Selected passage:

[PATCH v13 6/6] iommu/arm-smmu: add support for PRR bit setup
Bibek Kumar Patro
quic_bibekkum at quicinc.com
Wed Jul 17 03:27:33 PDT 2024
On 7/16/2024 1:37 AM, Rob Clark wrote:
> On Mon, Jul 15, 2024 at 4:00 AM Bibek Kumar Patro
> <quic_bibekkum at quicinc.com> wrote:
>>
>>
>>
>> On 7/10/2024 10:31 PM, Rob Clark wrote:
>>> On Tue, Jul 9, 2024 at 12:43 PM Bibek Kumar Patro
>>> <quic_bibekkum at quicinc.com> wrote:
>>>>
>>>>
>>>>
>>>> On 7/4/2024 9:28 PM, Rob Clark wrote:
>>>>> On Thu, Jul 4, 2024 at 7:46 AM Rob Clark <robdclark at gmail.com> wrote:
>>>>>>
>>>>>> On Wed, Jul 3, 2024 at 4:38 AM Bibek Kumar Patro
>>>>>> <quic_bibekkum at quicinc.com> wrote:
>>>>>>>
>>>>>>>
>>>>>>>
>>>>>>> On 7/2/2024 2:01 AM, Rob Clark wrote:
>>>>>>>> On Mon, Jul 1, 2024 at 4:01 AM Bibek Kumar Patro
>>>>>>>> <quic_bibekkum at quicinc.com> wrote:
>>>>>>>>>
>>>>>>>>>
>>>>>>>>>
>>>>>>>>> On 6/28/2024 9:14 PM, Rob Clark wrote:
>>>>>>>>>> On Fri, Jun 28, 2024 at 8:10 AM Bibek Kumar Patro
>>>>>>>>>> <quic_bibekkum at quicinc.com> wrote:
>>>>>>>>>>>
>>>>>>>>>>>
>>>>>>>>>>>
>>>>>>>>>>> On 6/28/2024 7:47 PM, Rob Clark wrote:
>>>>>>>>>>>> On Fri, Jun 28, 2024 at 7:05 AM Bibek Kumar Patro
>>>>>>>>>>>> <quic_bibekkum at quicinc.com> wrote:
>>>>>>>>>>>>>
>>>>>>>>>>>>> Add an adreno-smmu-priv interface for drm/msm to call
>>>>>>>>>>>>> into arm-smmu-qcom and initiate the PRR bit setup or reset
>>>>>>>>>>>>> sequence as per request.

Given records:
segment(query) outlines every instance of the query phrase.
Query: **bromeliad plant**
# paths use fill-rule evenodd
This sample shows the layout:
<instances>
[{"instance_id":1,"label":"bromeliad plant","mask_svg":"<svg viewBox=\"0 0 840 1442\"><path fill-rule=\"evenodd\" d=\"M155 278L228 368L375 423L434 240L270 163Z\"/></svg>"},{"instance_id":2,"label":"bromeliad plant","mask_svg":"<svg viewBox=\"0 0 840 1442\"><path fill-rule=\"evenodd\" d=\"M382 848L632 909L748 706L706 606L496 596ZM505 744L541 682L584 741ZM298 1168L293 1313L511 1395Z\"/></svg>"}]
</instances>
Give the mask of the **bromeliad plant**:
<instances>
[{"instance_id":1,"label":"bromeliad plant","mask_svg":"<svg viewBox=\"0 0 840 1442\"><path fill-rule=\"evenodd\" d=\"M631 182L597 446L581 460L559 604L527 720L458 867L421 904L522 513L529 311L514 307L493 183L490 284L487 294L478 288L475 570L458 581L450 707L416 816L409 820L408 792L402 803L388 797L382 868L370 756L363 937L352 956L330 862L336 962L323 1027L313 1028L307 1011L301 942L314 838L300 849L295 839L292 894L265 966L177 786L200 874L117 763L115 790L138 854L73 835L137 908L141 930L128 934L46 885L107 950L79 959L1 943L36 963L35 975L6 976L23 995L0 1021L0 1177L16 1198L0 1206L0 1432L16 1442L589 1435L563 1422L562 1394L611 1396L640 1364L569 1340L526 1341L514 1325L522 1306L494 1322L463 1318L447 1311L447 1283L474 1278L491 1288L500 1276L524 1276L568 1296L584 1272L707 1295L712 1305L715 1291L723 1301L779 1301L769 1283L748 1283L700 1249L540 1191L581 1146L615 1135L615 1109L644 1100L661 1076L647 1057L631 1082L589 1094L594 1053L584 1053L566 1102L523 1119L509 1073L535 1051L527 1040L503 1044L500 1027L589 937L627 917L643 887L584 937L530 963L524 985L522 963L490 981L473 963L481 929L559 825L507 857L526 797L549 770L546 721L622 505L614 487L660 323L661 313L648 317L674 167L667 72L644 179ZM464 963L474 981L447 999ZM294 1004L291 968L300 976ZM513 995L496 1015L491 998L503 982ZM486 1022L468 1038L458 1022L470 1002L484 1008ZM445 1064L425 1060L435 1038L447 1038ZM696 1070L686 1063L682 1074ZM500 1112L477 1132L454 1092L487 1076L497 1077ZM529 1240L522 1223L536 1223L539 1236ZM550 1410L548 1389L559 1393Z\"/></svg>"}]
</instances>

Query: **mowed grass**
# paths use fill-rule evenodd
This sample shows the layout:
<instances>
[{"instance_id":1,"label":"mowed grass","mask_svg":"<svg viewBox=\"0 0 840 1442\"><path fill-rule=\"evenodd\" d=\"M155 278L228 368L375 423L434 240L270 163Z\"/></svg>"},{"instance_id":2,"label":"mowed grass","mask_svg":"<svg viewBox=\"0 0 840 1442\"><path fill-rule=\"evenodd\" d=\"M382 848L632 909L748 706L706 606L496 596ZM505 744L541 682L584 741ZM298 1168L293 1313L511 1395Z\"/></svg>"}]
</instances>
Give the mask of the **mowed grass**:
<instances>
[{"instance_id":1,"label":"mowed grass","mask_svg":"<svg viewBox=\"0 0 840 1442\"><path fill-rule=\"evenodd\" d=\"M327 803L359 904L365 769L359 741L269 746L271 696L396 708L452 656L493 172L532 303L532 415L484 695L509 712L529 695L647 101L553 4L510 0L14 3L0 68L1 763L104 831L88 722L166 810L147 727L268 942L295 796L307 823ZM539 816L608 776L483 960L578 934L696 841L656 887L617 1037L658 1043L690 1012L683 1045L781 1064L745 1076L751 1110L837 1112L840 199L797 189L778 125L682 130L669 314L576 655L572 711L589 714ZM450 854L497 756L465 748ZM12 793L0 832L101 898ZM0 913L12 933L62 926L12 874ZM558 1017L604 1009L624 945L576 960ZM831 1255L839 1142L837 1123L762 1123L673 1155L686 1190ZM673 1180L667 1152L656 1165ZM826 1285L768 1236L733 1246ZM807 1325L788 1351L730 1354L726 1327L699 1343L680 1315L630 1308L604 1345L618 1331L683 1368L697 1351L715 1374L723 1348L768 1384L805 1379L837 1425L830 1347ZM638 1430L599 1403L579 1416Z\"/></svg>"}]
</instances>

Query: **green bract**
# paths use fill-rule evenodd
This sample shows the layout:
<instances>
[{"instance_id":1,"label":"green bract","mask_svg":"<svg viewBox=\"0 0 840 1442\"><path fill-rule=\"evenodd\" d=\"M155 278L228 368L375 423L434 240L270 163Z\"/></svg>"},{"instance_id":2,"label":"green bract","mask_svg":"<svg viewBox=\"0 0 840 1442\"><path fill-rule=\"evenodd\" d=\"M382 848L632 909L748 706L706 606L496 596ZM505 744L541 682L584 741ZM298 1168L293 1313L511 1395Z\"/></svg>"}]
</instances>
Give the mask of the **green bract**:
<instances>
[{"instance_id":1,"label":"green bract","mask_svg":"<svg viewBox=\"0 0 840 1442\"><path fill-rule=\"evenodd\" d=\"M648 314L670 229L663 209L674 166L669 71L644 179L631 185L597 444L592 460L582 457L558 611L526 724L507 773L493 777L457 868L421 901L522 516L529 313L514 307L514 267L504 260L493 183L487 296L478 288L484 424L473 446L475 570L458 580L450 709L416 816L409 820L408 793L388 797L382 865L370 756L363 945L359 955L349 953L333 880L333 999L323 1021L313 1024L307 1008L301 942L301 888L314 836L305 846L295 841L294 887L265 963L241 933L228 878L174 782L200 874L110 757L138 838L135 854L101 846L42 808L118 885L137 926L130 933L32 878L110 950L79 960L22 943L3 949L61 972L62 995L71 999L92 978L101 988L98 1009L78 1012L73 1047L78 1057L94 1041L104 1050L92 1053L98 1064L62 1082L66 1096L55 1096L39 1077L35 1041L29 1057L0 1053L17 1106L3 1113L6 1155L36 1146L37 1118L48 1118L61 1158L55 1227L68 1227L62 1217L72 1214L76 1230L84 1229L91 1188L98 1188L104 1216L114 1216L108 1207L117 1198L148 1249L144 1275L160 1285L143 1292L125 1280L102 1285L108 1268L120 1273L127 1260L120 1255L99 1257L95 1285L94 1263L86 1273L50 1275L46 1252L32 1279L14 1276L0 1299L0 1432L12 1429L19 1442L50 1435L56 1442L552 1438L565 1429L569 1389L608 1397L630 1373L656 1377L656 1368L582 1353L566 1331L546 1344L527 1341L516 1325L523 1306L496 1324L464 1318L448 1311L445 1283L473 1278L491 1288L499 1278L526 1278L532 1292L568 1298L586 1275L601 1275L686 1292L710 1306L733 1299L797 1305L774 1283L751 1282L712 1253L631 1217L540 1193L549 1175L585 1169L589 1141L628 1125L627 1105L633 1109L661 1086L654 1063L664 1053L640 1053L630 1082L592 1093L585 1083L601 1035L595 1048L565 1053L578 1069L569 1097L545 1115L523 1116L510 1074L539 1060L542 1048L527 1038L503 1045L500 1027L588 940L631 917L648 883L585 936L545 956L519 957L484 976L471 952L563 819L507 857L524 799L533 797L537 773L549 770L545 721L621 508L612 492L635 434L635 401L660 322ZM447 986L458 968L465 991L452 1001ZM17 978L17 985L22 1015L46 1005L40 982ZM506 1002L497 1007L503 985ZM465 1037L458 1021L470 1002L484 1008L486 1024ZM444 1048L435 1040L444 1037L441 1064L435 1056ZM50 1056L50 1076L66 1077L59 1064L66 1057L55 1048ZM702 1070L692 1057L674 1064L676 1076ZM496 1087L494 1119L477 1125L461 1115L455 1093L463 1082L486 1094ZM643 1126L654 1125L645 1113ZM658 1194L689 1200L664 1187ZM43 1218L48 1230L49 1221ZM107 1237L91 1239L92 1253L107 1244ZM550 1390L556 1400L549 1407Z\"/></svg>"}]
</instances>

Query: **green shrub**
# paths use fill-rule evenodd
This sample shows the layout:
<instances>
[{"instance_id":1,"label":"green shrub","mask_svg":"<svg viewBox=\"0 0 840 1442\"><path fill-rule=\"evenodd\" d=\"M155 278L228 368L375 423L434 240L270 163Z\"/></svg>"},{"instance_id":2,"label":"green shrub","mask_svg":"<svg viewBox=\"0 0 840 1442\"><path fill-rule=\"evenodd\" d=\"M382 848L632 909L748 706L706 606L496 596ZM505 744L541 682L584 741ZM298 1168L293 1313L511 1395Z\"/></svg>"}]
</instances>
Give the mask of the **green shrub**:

Tasks and exercises:
1 – List every timestamp that the PRR patch thread attaches to a message from Rob Clark.
2 – Please carry on the PRR patch thread from its last line.

Results:
1 –
- 7/16/2024 1:37 AM
- 7/10/2024 10:31 PM
- 7/4/2024 9:28 PM
- Thu, Jul 4, 2024 at 7:46 AM
- 7/2/2024 2:01 AM
- 6/28/2024 9:14 PM
- 6/28/2024 7:47 PM

2 –
>>>>>>>>>>>>>
>>>>>>>>>>>>> This will be used by GPU to setup the PRR bit and related
>>>>>>>>>>>>> configuration registers through adreno-smmu private
>>>>>>>>>>>>> interface instead of directly poking the smmu hardware.
>>>>>>>>>>>>>
>>>>>>>>>>>>> Suggested-by: Rob Clark <robdclark at gmail.com>
>>>>>>>>>>>>> Signed-off-by: Bibek Kumar Patro <quic_bibekkum at quicinc.com>
>>>>>>>>>>>>> ---
>>>>>>>>>>>>> drivers/iommu/arm/arm-smmu/arm-smmu-qcom.c | 23 ++++++++++++++++++++++
>>>>>>>>>>>>> drivers/iommu/arm/arm-smmu/arm-smmu.h | 2 ++
>>>>>>>>>>>>> include/linux/adreno-smmu-priv.h | 6 +++++-
>>>>>>>>>>>>> 3 files changed, 30 insertions(+), 1 deletion(-)
>>>>>>>>>>>>>
>>>>>>>>>>>>> diff --git a/drivers/iommu/arm/arm-smmu/arm-smmu-qcom.c b/drivers/iommu/arm/arm-smmu/arm-smmu-qcom.c
>>>>>>>>>>>>> index bd101a161d04..64571a1c47b8 100644
>>>>>>>>>>>>> --- a/drivers/iommu/arm/arm-smmu/arm-smmu-qcom.c
>>>>>>>>>>>>> +++ b/drivers/iommu/arm/arm-smmu/arm-smmu-qcom.c
>>>>>>>>>>>>> @@ -28,6 +28,7 @@
>>>>>>>>>>>>> #define PREFETCH_SHALLOW (1 << PREFETCH_SHIFT)
>>>>>>>>>>>>> #define PREFETCH_MODERATE (2 << PREFETCH_SHIFT)
>>>>>>>>>>>>> #define PREFETCH_DEEP (3 << PREFETCH_SHIFT)
>>>>>>>>>>>>> +#define GFX_ACTLR_PRR (1 << 5)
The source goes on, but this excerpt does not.